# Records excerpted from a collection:
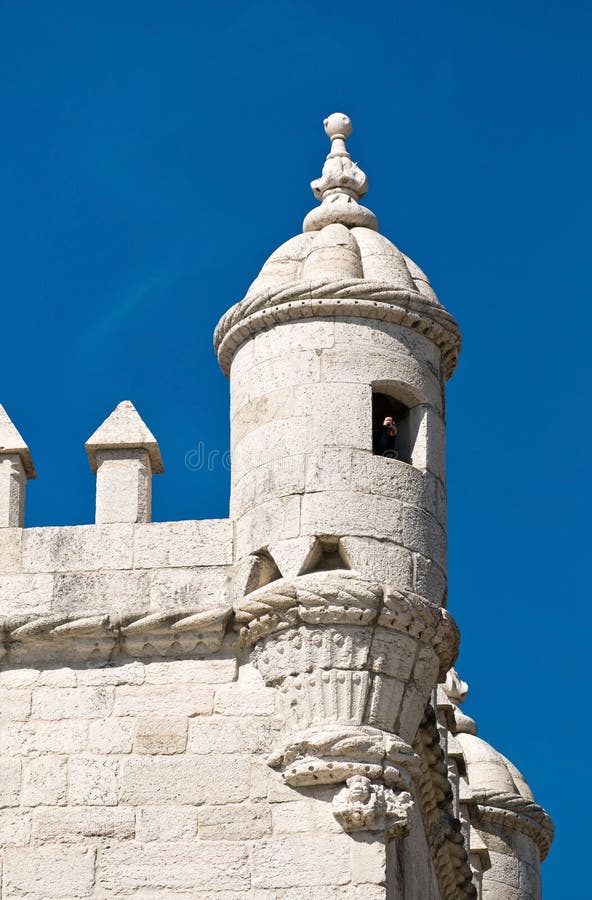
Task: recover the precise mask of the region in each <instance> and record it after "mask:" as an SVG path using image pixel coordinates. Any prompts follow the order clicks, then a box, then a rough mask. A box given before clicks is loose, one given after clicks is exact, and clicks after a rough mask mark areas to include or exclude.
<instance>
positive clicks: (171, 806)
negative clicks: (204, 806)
mask: <svg viewBox="0 0 592 900" xmlns="http://www.w3.org/2000/svg"><path fill="white" fill-rule="evenodd" d="M136 818H137V824H136V833H137V838H138V840H139V841H142V842H143V843H147V842H148V841H192V840H193V839H194V838H195V836H196V834H197V809H195V807H192V806H144V807H142V808H141V809H139V810H138V811H137V817H136Z"/></svg>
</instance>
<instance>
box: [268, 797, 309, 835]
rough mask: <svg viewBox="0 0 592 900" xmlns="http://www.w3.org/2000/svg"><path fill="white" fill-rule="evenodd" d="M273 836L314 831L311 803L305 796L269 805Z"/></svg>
mask: <svg viewBox="0 0 592 900" xmlns="http://www.w3.org/2000/svg"><path fill="white" fill-rule="evenodd" d="M271 818H272V824H273V833H274V836H279V835H285V834H302V833H303V832H313V831H314V824H315V819H314V811H313V803H312V801H310V800H307V799H305V798H302V799H298V800H288V801H286V802H285V803H273V804H272V805H271Z"/></svg>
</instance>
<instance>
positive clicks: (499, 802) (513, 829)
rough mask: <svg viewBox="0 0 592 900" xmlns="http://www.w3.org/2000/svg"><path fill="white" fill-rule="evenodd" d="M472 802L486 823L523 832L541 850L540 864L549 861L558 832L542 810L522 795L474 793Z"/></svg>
mask: <svg viewBox="0 0 592 900" xmlns="http://www.w3.org/2000/svg"><path fill="white" fill-rule="evenodd" d="M473 798H474V800H475V802H476V803H477V809H478V811H479V816H480V818H481V819H482V820H483V821H484V822H487V821H489V822H493V823H495V824H497V825H502V826H504V827H506V828H511V829H513V830H515V831H520V832H522V834H525V835H526V836H527V837H529V838H531V840H532V841H533V842H534V843H535V844H536V846H537V847H538V850H539V853H540V856H541V862H542V861H543V860H544V859H545V858H546V856H547V854H548V853H549V850H550V849H551V844H552V842H553V837H554V834H555V829H554V827H553V822H552V821H551V817H550V816H549V814H548V813H547V812H545V810H544V809H543V808H542V806H539V805H538V803H535V802H534V800H528V799H527V798H526V797H522V796H521V795H520V794H513V793H502V792H498V791H476V792H475V791H474V792H473Z"/></svg>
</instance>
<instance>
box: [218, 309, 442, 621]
mask: <svg viewBox="0 0 592 900" xmlns="http://www.w3.org/2000/svg"><path fill="white" fill-rule="evenodd" d="M379 326H380V327H379ZM443 381H444V376H443V372H442V363H441V358H440V353H439V350H438V348H437V347H435V346H434V344H433V343H432V342H431V341H429V340H428V339H427V338H425V337H423V336H422V335H420V334H415V333H414V332H413V331H411V330H410V329H408V328H402V327H400V326H397V325H393V324H388V323H383V322H381V323H377V322H375V321H372V320H365V319H357V320H353V319H347V318H345V319H343V320H341V319H339V318H337V317H336V318H324V319H314V320H313V319H310V320H304V321H297V322H283V323H281V324H277V325H275V326H274V328H273V329H270V330H267V331H262V332H260V333H258V334H256V335H255V336H254V337H253V338H250V339H249V340H247V341H245V342H244V343H243V344H242V345H241V346H240V348H239V349H238V350H237V351H236V354H235V356H234V359H233V363H232V370H231V416H232V422H231V442H232V487H231V516H232V517H233V518H234V519H235V520H236V535H237V546H236V550H237V557H238V558H239V559H240V558H241V557H244V556H245V555H247V554H249V553H253V552H257V551H259V550H260V549H261V548H262V547H263V546H265V545H266V544H267V543H268V541H269V535H270V534H272V535H273V537H274V541H275V542H276V544H278V545H280V552H281V545H282V543H283V542H287V541H290V542H292V544H291V548H292V552H293V553H294V552H295V549H294V541H295V539H297V538H300V539H306V538H310V537H314V536H315V535H319V534H320V535H327V536H332V535H336V536H340V537H341V538H342V549H343V551H344V554H345V556H347V557H348V558H349V561H350V562H351V565H352V568H354V569H356V570H357V571H359V572H360V573H361V574H363V575H364V576H365V577H368V578H377V579H381V578H384V577H388V578H389V580H390V581H391V582H392V583H394V584H396V585H397V586H400V587H401V588H402V589H404V588H407V589H410V590H414V591H416V592H417V593H420V594H422V595H423V596H425V597H427V598H428V599H430V600H432V601H433V602H435V603H442V602H443V599H444V596H445V589H446V530H445V526H446V499H445V452H444V446H445V425H444V398H443ZM372 385H375V386H376V387H377V389H380V390H381V391H385V392H387V393H388V392H391V393H392V394H393V395H394V396H397V397H398V398H399V399H400V400H402V401H403V402H405V403H406V404H407V405H408V406H410V407H413V408H414V409H415V410H416V411H417V410H420V412H421V415H419V414H418V416H417V418H418V430H417V434H416V435H415V440H414V447H413V452H412V462H413V465H408V464H406V463H404V462H400V461H398V460H392V459H385V458H383V457H379V456H374V455H373V454H372ZM304 553H305V551H304V550H303V551H302V554H304ZM301 561H302V560H301ZM385 573H386V574H385Z"/></svg>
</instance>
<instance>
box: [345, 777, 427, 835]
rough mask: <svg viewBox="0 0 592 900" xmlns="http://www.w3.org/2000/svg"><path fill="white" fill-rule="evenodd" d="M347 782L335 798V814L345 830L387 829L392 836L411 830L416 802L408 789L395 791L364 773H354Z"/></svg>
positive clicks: (404, 832) (370, 830) (384, 829)
mask: <svg viewBox="0 0 592 900" xmlns="http://www.w3.org/2000/svg"><path fill="white" fill-rule="evenodd" d="M345 784H346V787H344V788H342V789H341V790H340V791H339V793H338V794H336V795H335V797H334V799H333V815H334V816H335V818H336V819H337V821H338V822H339V824H340V825H341V827H342V828H343V830H344V831H385V832H386V834H388V835H389V836H390V837H405V835H407V834H408V832H409V810H410V809H411V807H412V806H413V798H412V797H411V794H410V793H409V792H408V791H400V792H399V793H395V791H393V790H391V789H390V788H385V787H384V785H382V784H373V783H372V782H371V781H370V779H369V778H367V777H366V776H364V775H352V776H351V778H348V779H347V781H346V783H345Z"/></svg>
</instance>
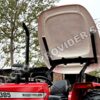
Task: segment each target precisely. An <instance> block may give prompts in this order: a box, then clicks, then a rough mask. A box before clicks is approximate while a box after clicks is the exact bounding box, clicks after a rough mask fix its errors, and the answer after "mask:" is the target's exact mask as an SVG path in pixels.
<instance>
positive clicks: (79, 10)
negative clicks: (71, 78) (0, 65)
mask: <svg viewBox="0 0 100 100" xmlns="http://www.w3.org/2000/svg"><path fill="white" fill-rule="evenodd" d="M23 28H24V29H25V31H26V61H25V65H19V64H14V65H13V68H15V67H16V68H15V69H16V70H15V72H16V73H15V76H16V78H15V81H13V82H10V83H4V84H0V100H100V83H98V82H86V80H85V77H84V75H85V73H89V72H91V71H95V70H97V69H99V65H100V64H99V62H100V46H99V43H100V37H99V32H98V30H97V27H96V25H95V23H94V20H93V18H92V17H91V15H90V14H89V12H88V11H87V10H86V9H85V8H84V7H83V6H81V5H78V4H73V5H64V6H59V7H54V8H51V9H48V10H46V11H43V12H42V13H41V14H40V15H39V18H38V38H39V43H40V49H41V54H42V56H43V59H44V62H45V64H46V66H47V67H48V69H49V70H48V71H46V73H45V74H46V75H47V77H45V76H42V75H41V74H39V75H37V76H34V77H31V74H30V73H34V69H33V70H30V69H29V39H30V33H29V30H28V28H27V26H26V25H25V23H23ZM19 72H20V73H19ZM51 72H55V73H61V74H78V76H77V80H76V81H75V82H74V84H73V85H71V84H70V81H69V80H59V81H55V82H52V81H51V76H50V74H51Z"/></svg>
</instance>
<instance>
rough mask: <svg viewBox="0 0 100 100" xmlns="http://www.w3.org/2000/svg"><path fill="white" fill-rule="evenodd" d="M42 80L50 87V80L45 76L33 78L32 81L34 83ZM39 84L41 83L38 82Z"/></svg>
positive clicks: (34, 77)
mask: <svg viewBox="0 0 100 100" xmlns="http://www.w3.org/2000/svg"><path fill="white" fill-rule="evenodd" d="M39 79H40V80H44V81H45V82H46V83H47V84H48V85H49V87H50V86H52V82H51V80H50V79H48V78H47V77H45V76H35V77H34V78H33V80H34V82H38V81H37V80H39ZM40 82H41V81H40Z"/></svg>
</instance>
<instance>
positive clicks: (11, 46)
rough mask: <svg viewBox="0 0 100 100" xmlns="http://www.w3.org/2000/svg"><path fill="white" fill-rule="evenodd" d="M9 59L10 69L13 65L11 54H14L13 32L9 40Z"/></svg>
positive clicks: (12, 61) (11, 56) (12, 58)
mask: <svg viewBox="0 0 100 100" xmlns="http://www.w3.org/2000/svg"><path fill="white" fill-rule="evenodd" d="M10 46H11V47H10V57H11V67H12V65H13V63H14V57H13V54H14V45H13V32H12V33H11V39H10Z"/></svg>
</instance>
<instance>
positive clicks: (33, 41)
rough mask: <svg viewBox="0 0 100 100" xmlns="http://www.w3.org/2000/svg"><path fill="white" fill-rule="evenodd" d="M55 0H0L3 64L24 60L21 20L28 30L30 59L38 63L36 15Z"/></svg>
mask: <svg viewBox="0 0 100 100" xmlns="http://www.w3.org/2000/svg"><path fill="white" fill-rule="evenodd" d="M54 2H55V0H0V33H1V35H0V45H2V46H1V47H0V53H1V60H3V62H4V64H3V65H4V66H10V65H11V66H12V64H13V63H15V62H20V63H23V62H24V59H22V58H24V57H23V56H25V53H24V52H25V50H24V49H25V39H24V38H25V34H24V30H23V29H22V22H25V23H26V24H27V26H28V27H29V30H30V33H31V35H30V37H31V40H30V61H31V64H34V63H35V64H38V65H41V64H40V62H41V61H40V60H39V59H38V55H39V50H40V49H39V43H38V39H37V18H38V15H39V14H40V13H41V12H42V11H43V10H46V9H48V8H50V7H53V6H54ZM5 58H6V59H5Z"/></svg>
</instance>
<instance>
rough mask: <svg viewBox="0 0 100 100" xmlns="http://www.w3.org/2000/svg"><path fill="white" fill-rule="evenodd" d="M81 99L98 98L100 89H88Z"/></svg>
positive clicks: (99, 92) (92, 98) (97, 98)
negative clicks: (86, 91)
mask: <svg viewBox="0 0 100 100" xmlns="http://www.w3.org/2000/svg"><path fill="white" fill-rule="evenodd" d="M83 100H100V89H98V90H97V89H94V90H90V91H89V92H88V93H87V94H86V95H85V97H84V99H83Z"/></svg>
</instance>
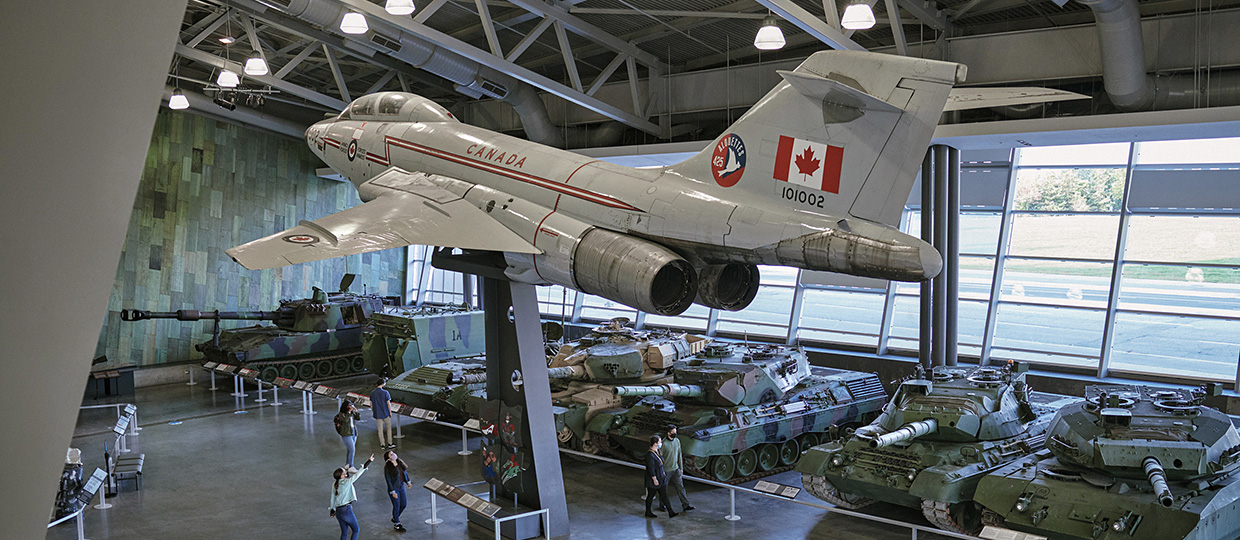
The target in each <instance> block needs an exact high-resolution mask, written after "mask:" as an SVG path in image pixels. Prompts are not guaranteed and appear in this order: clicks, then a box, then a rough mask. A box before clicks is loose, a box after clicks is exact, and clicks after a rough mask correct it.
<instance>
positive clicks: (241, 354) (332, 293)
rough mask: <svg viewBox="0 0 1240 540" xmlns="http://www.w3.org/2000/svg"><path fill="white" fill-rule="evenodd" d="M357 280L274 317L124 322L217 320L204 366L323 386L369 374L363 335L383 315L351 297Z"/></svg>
mask: <svg viewBox="0 0 1240 540" xmlns="http://www.w3.org/2000/svg"><path fill="white" fill-rule="evenodd" d="M352 281H353V274H346V276H345V279H342V281H341V284H340V290H339V292H335V293H326V292H324V290H322V289H320V288H317V287H315V288H314V294H312V295H311V297H310V298H303V299H291V300H280V307H279V308H278V309H277V310H272V312H216V310H211V312H208V310H192V309H181V310H177V312H145V310H139V309H124V310H122V312H120V318H122V320H126V322H136V320H148V319H176V320H182V322H195V320H215V323H216V324H215V331H213V333H212V338H211V340H208V341H203V343H200V344H197V345H195V349H197V350H198V351H200V353H202V355H203V359H202V361H203V362H207V361H213V362H219V364H229V365H241V366H244V367H249V369H253V370H258V372H259V379H263V380H265V381H268V382H270V381H273V380H275V377H278V376H280V377H285V379H300V380H322V379H331V377H339V376H346V375H353V374H358V372H362V371H363V370H365V362H363V361H362V355H361V350H362V329H363V328H365V325H366V323H367V322H368V320H370V318H371V315H372V314H374V313H376V312H381V310H382V309H383V298H382V297H379V295H376V294H357V293H351V292H348V286H350V284H351V283H352ZM221 320H269V322H273V323H275V325H274V326H268V325H254V326H246V328H229V329H222V330H221V329H219V322H221Z"/></svg>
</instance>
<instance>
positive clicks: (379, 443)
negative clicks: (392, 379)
mask: <svg viewBox="0 0 1240 540" xmlns="http://www.w3.org/2000/svg"><path fill="white" fill-rule="evenodd" d="M386 384H387V379H384V377H379V385H378V387H376V389H374V390H372V391H371V412H372V413H374V427H376V428H377V430H378V432H379V448H381V449H386V448H396V441H394V439H392V407H391V406H389V405H388V403H389V402H391V401H392V395H391V394H388V391H387V390H386V389H383V385H386ZM384 434H386V436H387V437H386V438H384Z"/></svg>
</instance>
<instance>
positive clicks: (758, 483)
mask: <svg viewBox="0 0 1240 540" xmlns="http://www.w3.org/2000/svg"><path fill="white" fill-rule="evenodd" d="M754 490H755V492H761V493H769V494H771V495H776V497H782V498H785V499H796V495H797V494H799V493H801V488H794V487H791V485H784V484H776V483H774V482H766V480H758V484H756V485H754Z"/></svg>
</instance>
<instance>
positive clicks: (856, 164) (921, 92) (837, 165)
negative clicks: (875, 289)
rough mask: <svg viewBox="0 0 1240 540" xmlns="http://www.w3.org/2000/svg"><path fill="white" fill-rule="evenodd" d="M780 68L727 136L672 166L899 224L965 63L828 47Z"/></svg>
mask: <svg viewBox="0 0 1240 540" xmlns="http://www.w3.org/2000/svg"><path fill="white" fill-rule="evenodd" d="M779 74H780V76H781V77H782V78H784V81H782V82H780V83H779V84H777V86H776V87H775V88H774V89H773V91H770V93H768V94H766V96H765V97H764V98H763V99H760V101H759V102H758V103H756V104H755V106H754V107H753V108H750V109H749V112H746V113H745V114H744V115H743V117H740V119H738V120H737V122H735V123H734V124H733V125H732V127H730V128H729V130H728V132H727V133H724V134H723V135H720V137H719V138H718V139H715V140H714V143H713V144H712V145H711V146H708V148H707V149H706V150H703V151H702V153H699V154H697V155H694V156H693V158H689V159H688V160H686V161H684V163H682V164H678V165H673V166H672V169H676V170H680V171H681V173H683V174H684V175H686V176H689V178H704V179H711V178H714V180H715V182H717V184H718V186H717V189H719V190H744V191H751V192H753V194H754V196H755V197H759V199H768V200H770V199H774V200H776V201H774V202H777V204H781V205H782V204H786V205H806V202H807V201H808V202H811V204H810V205H808V206H806V207H805V209H804V210H808V211H817V212H825V214H832V215H837V216H849V215H851V216H854V217H859V218H863V220H868V221H877V222H883V223H888V225H895V223H897V221H898V220H899V216H900V211H901V209H903V207H904V204H905V202H906V201H908V196H909V191H910V190H911V189H913V181H914V179H915V178H916V173H918V170H919V168H920V164H921V159H923V156H924V154H925V149H926V146H928V145H929V144H930V139H931V137H932V135H934V128H935V125H937V123H939V117H940V114H942V110H944V106H945V103H946V101H947V94H949V93H950V92H951V88H952V86H954V84H956V83H959V82H962V81H963V78H965V66H962V65H959V63H951V62H939V61H932V60H921V58H908V57H903V56H893V55H880V53H873V52H863V51H823V52H817V53H813V55H811V56H810V57H808V58H806V60H805V62H802V63H801V65H800V66H797V67H796V70H794V71H781V72H779ZM738 165H739V166H738Z"/></svg>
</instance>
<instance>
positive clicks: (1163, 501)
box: [1141, 456, 1176, 508]
mask: <svg viewBox="0 0 1240 540" xmlns="http://www.w3.org/2000/svg"><path fill="white" fill-rule="evenodd" d="M1141 466H1142V467H1143V468H1145V469H1146V478H1148V479H1149V485H1151V487H1152V488H1154V495H1156V497H1158V503H1159V504H1162V505H1163V506H1167V508H1171V505H1172V503H1174V502H1176V498H1174V497H1172V494H1171V488H1168V487H1167V472H1166V470H1163V468H1162V463H1158V458H1156V457H1153V456H1149V457H1147V458H1146V459H1145V461H1142V462H1141Z"/></svg>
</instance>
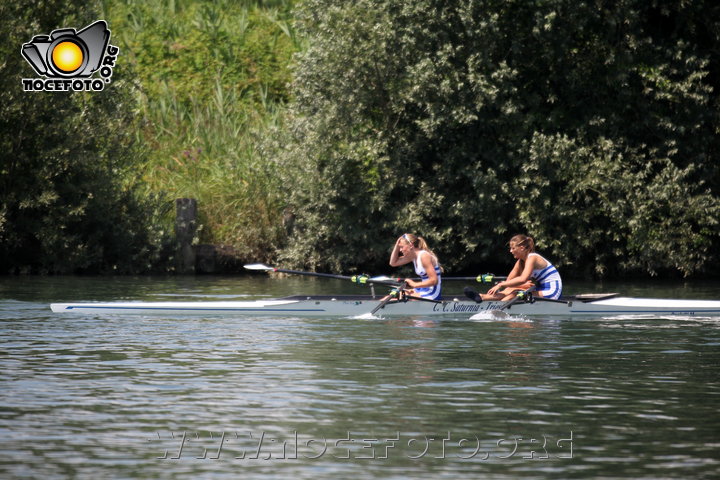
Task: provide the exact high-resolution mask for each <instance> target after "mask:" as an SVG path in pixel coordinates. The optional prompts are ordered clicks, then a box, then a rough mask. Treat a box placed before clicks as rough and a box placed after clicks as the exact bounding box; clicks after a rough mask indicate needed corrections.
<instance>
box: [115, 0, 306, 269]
mask: <svg viewBox="0 0 720 480" xmlns="http://www.w3.org/2000/svg"><path fill="white" fill-rule="evenodd" d="M292 5H293V2H292V1H289V0H284V1H282V0H281V1H270V2H268V1H265V2H260V1H255V2H252V1H246V2H238V1H230V0H220V1H217V2H215V1H200V0H146V1H139V0H120V1H117V2H112V3H111V2H106V3H105V14H106V18H107V19H108V22H109V25H110V28H111V31H112V35H113V37H112V39H111V41H112V42H114V43H115V44H118V43H119V44H120V48H121V53H120V58H119V61H118V63H119V65H118V68H122V67H123V63H125V62H128V63H130V64H131V66H132V68H133V71H134V72H135V74H136V77H137V83H138V86H139V88H138V95H137V112H138V115H140V116H141V119H142V121H141V122H139V124H140V126H139V127H138V131H137V132H136V135H137V137H138V138H139V139H140V140H141V141H142V143H143V144H144V145H145V146H146V150H147V153H148V154H147V162H146V163H145V164H144V165H142V167H141V175H142V178H143V179H144V180H145V182H146V183H147V185H148V188H149V189H150V191H151V192H150V193H153V194H163V195H165V196H166V197H167V198H168V200H169V201H170V200H172V199H174V198H180V197H192V198H196V199H197V200H198V204H199V211H200V215H201V218H200V222H201V228H200V230H199V235H198V238H197V241H198V242H201V243H221V244H228V245H233V246H234V247H236V249H238V250H239V251H240V252H241V254H242V255H243V256H246V257H247V258H248V259H250V258H257V259H264V258H267V257H268V256H269V255H271V253H272V251H273V250H274V246H275V245H276V244H277V243H278V242H279V241H280V240H281V237H282V228H281V224H282V213H281V211H282V208H283V204H282V194H281V185H280V184H279V182H278V180H277V178H276V176H275V175H274V172H273V169H272V165H271V164H272V161H271V159H267V158H264V157H263V155H262V154H261V151H260V148H259V145H260V139H262V138H264V137H265V136H267V132H269V131H270V130H271V129H274V128H276V127H277V126H278V125H279V123H280V122H281V118H282V113H283V109H284V105H285V104H286V102H287V101H288V99H289V92H288V84H289V81H290V78H291V77H290V64H291V61H292V55H293V53H295V52H296V51H298V50H299V49H300V48H301V46H300V41H299V39H298V38H297V36H296V35H295V32H294V29H293V24H292V16H291V15H292V14H291V10H292Z"/></svg>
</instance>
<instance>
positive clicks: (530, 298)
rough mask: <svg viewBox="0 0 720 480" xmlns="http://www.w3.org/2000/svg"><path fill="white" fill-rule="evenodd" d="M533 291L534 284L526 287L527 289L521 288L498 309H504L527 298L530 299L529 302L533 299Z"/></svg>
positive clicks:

# Problem description:
Gather every line of the data above that contains the word "bounding".

# Written solution:
Task: segment each target precisely. An <instance> block may give prompts in this order: a box, then clicks, then a rough mask. A box before clicks is approximate while a box after clicks is the exact bounding box, clicks after a rough mask fix its errors, and the answer after "mask:" is the target's exact mask as an SVG path in pixels.
Task: provide the exact high-resolution mask for each <instance> target after "mask:" as an SVG path in pixel coordinates. The optional prompts are ordered clicks, then a box, then a rough mask. Treat a box placed before clicks as rough and a box placed after clicks as the exact bounding box; clicks after a rough mask indicate needed corrections.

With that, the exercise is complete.